__Reading text__.
START
Monitoring and Discovering Reactors Using Antineutrino Detectors

Antineutrino emission rates and energy spectra encode information about the operational status, total power output, and fissile content of operating nuclear reactors. Researchers in Russia in the 1980s, and more recently our group in the US, have experimentally demonstrated that ton-scale antineutrino detectors operating outside of containment at some tens of meters for nuclear reactor cores can be used to measure these signals. The devices are no more complex, and by some measures are easier to deploy, then, e.g., the hundreds of portal monitors that have already been deployed in the US and elsewhere for the purpose of screening automobiles, pedestrians, and cargo for nuclear materials. The antineutrino experiments have further shown that data can be collected on time scales – from hours to months - that are of interest for existing and future reactor monitoring protocols, such as the International Atomic Energy Agency's 'Safeguards' regime.
END
__Written exercise a__. Can you repeat the rows from the line with "Can you spot any shadowed" through the line with "0 1 640 222", both lines included, but without the pictures?

__Exercise data__.
START
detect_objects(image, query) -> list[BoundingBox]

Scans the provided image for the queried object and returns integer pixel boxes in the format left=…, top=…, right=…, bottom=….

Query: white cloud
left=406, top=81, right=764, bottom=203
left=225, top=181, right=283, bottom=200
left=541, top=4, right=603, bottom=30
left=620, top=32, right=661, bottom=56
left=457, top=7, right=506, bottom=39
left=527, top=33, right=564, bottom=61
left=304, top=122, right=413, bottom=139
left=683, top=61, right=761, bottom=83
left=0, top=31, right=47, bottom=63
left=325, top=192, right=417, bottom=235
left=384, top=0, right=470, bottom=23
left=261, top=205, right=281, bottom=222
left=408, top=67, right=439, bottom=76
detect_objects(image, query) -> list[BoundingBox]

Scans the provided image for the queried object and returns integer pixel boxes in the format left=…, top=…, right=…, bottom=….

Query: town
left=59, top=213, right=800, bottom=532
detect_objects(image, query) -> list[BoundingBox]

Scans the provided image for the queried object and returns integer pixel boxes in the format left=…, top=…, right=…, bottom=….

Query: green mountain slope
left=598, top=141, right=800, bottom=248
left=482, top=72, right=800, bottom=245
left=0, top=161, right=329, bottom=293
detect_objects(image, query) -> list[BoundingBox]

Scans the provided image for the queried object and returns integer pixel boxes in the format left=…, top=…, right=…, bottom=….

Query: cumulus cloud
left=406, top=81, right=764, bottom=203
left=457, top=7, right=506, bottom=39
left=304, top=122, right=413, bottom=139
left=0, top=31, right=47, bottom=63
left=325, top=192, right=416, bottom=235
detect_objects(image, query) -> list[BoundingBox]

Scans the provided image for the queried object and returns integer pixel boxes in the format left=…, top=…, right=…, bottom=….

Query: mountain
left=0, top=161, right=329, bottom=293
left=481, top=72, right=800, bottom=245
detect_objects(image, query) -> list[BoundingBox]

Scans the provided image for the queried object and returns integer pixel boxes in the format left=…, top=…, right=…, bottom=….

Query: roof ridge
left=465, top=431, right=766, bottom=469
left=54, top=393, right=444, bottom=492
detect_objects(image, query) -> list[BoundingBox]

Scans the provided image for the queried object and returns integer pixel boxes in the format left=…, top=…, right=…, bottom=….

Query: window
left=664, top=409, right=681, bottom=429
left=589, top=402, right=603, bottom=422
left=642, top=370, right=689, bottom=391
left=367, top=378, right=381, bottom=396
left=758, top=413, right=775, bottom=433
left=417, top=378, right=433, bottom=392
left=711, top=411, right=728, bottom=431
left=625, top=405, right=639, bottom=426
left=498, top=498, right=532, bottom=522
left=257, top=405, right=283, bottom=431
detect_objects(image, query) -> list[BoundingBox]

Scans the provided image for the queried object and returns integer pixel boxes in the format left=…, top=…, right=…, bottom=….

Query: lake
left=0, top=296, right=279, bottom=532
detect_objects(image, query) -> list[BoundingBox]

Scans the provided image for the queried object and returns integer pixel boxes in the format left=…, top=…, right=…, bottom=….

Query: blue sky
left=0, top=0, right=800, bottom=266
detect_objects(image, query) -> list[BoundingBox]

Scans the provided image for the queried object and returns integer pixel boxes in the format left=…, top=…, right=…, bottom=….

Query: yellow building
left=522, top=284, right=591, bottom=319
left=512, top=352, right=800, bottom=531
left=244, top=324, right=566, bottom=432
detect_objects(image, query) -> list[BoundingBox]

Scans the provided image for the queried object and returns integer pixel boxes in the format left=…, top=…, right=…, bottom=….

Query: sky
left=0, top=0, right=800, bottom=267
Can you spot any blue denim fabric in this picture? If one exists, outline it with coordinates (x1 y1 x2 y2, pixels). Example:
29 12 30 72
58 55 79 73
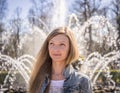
40 65 92 93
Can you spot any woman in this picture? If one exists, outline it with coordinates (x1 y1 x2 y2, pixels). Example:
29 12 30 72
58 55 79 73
29 27 92 93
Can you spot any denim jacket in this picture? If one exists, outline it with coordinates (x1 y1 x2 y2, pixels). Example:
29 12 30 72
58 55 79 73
39 65 92 93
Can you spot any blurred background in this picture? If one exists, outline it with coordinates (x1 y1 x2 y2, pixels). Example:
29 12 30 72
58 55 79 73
0 0 120 93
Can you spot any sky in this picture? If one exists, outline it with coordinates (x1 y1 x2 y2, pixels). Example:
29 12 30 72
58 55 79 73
8 0 111 18
8 0 32 18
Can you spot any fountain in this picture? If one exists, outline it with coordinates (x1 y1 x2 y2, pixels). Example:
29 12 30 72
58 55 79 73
0 1 120 93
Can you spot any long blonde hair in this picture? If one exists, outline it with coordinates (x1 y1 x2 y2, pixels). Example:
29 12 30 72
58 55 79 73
29 27 79 93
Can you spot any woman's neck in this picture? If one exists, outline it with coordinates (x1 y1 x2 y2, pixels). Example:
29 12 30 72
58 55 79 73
52 62 65 80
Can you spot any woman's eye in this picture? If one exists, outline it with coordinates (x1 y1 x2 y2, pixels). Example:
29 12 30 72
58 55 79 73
49 42 53 45
60 44 65 46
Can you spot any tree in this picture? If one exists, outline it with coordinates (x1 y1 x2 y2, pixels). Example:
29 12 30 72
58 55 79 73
0 0 7 52
110 0 120 50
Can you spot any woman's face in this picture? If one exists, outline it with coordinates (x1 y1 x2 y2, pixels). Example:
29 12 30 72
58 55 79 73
48 34 70 62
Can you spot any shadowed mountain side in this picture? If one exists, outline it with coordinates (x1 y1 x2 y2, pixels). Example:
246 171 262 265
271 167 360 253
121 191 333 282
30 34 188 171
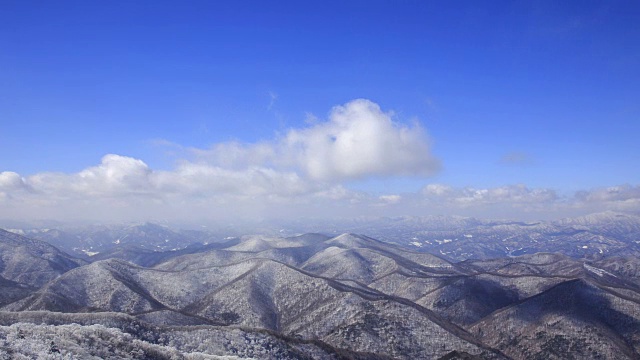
471 279 640 359
0 229 87 287
0 312 392 360
0 255 500 358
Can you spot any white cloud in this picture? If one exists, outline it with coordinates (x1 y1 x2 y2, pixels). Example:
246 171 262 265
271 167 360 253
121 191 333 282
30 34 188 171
191 99 440 182
282 99 440 180
0 100 640 221
379 195 402 204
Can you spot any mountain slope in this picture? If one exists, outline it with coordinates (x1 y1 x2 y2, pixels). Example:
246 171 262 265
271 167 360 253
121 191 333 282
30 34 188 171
0 229 86 287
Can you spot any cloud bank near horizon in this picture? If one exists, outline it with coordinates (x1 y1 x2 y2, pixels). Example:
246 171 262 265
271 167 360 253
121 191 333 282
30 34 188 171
0 99 640 222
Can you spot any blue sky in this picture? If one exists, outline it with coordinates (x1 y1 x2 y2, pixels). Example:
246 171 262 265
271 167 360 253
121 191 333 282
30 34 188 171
0 1 640 222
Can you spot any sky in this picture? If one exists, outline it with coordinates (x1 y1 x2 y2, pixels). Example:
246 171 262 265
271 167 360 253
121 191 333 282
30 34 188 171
0 0 640 222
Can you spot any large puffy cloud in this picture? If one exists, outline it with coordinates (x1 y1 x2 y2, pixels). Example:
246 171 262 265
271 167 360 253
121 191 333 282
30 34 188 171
190 99 440 182
282 99 439 180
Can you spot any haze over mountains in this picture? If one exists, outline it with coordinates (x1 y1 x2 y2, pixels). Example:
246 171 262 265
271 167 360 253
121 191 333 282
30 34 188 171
6 211 640 261
0 213 640 359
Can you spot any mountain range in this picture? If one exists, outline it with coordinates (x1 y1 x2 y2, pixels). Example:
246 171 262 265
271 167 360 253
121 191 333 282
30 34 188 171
0 224 640 359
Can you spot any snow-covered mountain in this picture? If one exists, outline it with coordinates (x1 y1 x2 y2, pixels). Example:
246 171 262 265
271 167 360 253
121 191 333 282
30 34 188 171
0 229 640 359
END
__Written exercise b__. Could you continue the text on monitoring nuclear reactors with antineutrino detectors, starting right after its last sentence?

__Written answer a__.
Can you spot any shadowed mountain side in this picture? If one exists, outline it with coordinates (x1 y1 x2 y2, pixels). Example:
246 171 262 265
271 167 360 253
121 191 333 282
30 34 188 171
471 279 640 359
0 229 87 287
0 312 392 360
0 255 500 358
Can you spot any white cloud in this picture? If one exists, outline it with coordinates (x1 y1 x2 y2, pixels). Example:
246 171 262 265
271 167 360 253
121 191 333 282
30 34 188 171
191 99 440 182
282 99 440 180
0 100 640 221
379 195 402 204
Can you spot any mountain slope in this picture? If one exists, outline it with coordinates (x1 y1 x2 y2, pixels). Example:
246 171 262 265
271 167 360 253
121 191 333 282
30 34 188 171
0 229 86 287
Can you spot any cloud bank near horizon in this picture? If one exists, outline it with coordinates (x1 y1 x2 y2, pixels). Example:
246 171 262 265
271 167 360 253
121 191 333 282
30 34 188 171
0 99 640 222
Can you spot any blue sky in this picture? If one exists, outline it with coordinates (x1 y1 x2 y2, pixels). Example:
246 171 262 265
271 167 360 253
121 191 333 282
30 34 188 171
0 1 640 222

__Written answer b__.
Much larger detectors, from 100,000 to 1,000,000 tons, would be sensitive to signals from small reactors operating at distances of hundreds of kilometers, and this tantalizing prospect has begun to attract the attention of the nonproliferation community. Detectors of this kind, based on water doped with gadolinium, are also being developed by the physics community, to pursue fundamental studies of neutrino properties. In this presentation I will discuss work undertaken by our group towards the realization of both large and small antineutrino detectors for nonproliferation applications, and explain the natural overlap of technology with needs identified by the fundamental neutrino physics community.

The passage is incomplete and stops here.